• [WHAT TO DO]:
Your response should be the complete set of records, reproduced exactly.

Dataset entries

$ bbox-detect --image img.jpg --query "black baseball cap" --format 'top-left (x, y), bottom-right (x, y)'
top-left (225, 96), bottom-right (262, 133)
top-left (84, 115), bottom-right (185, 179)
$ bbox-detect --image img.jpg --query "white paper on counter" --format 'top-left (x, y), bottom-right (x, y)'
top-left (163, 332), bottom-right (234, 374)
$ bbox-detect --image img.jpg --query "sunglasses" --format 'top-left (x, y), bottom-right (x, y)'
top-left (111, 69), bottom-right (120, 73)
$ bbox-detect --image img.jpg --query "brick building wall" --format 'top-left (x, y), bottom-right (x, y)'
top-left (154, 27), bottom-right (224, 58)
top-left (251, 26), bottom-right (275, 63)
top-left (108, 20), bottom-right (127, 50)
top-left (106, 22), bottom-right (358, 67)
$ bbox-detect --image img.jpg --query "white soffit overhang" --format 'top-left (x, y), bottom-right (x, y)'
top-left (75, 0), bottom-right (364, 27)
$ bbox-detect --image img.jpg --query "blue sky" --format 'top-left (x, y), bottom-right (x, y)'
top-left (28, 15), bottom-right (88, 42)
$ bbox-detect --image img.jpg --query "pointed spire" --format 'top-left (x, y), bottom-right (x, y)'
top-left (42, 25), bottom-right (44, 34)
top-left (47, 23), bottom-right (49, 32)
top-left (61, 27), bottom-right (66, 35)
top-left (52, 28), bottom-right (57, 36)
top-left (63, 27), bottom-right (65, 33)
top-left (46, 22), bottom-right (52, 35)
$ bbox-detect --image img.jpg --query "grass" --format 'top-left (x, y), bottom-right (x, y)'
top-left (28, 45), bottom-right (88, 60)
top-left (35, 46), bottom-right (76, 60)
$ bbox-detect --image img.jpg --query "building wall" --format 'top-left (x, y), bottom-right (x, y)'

• [TASK SOLUTION]:
$ bbox-detect --image img.jpg --query "black baseball cap" --format 'top-left (x, y), bottom-right (x, y)'
top-left (225, 96), bottom-right (262, 133)
top-left (84, 115), bottom-right (185, 179)
$ bbox-detect --image img.jpg --query "white paper on counter" --format 'top-left (x, y), bottom-right (x, y)'
top-left (163, 332), bottom-right (234, 374)
$ bbox-detect --image img.jpg --query "sunglasses" --format 'top-left (x, y), bottom-right (x, y)'
top-left (111, 69), bottom-right (120, 73)
$ bbox-detect --image img.jpg --query "brick building wall" --format 'top-left (x, y), bottom-right (x, y)'
top-left (154, 27), bottom-right (224, 58)
top-left (251, 26), bottom-right (275, 63)
top-left (108, 20), bottom-right (127, 50)
top-left (106, 22), bottom-right (358, 67)
$ bbox-detect --image img.jpg --query "white soffit overhang" --format 'top-left (x, y), bottom-right (x, y)'
top-left (75, 0), bottom-right (364, 27)
$ bbox-detect --image img.jpg --query "blue sky" --format 'top-left (x, y), bottom-right (x, y)'
top-left (28, 15), bottom-right (88, 42)
$ bbox-detect --image img.jpg --query "pointed spire" --format 'top-left (x, y), bottom-right (x, y)'
top-left (42, 25), bottom-right (44, 34)
top-left (47, 23), bottom-right (49, 32)
top-left (61, 27), bottom-right (66, 35)
top-left (52, 28), bottom-right (57, 36)
top-left (63, 27), bottom-right (65, 33)
top-left (46, 22), bottom-right (52, 35)
$ bbox-detect --image img.jpg --query "grass" --format 'top-left (x, y), bottom-right (x, y)'
top-left (28, 45), bottom-right (88, 60)
top-left (35, 46), bottom-right (76, 60)
$ bbox-detect --image img.jpg --query "building wall" --format 'top-left (x, y), bottom-right (x, y)'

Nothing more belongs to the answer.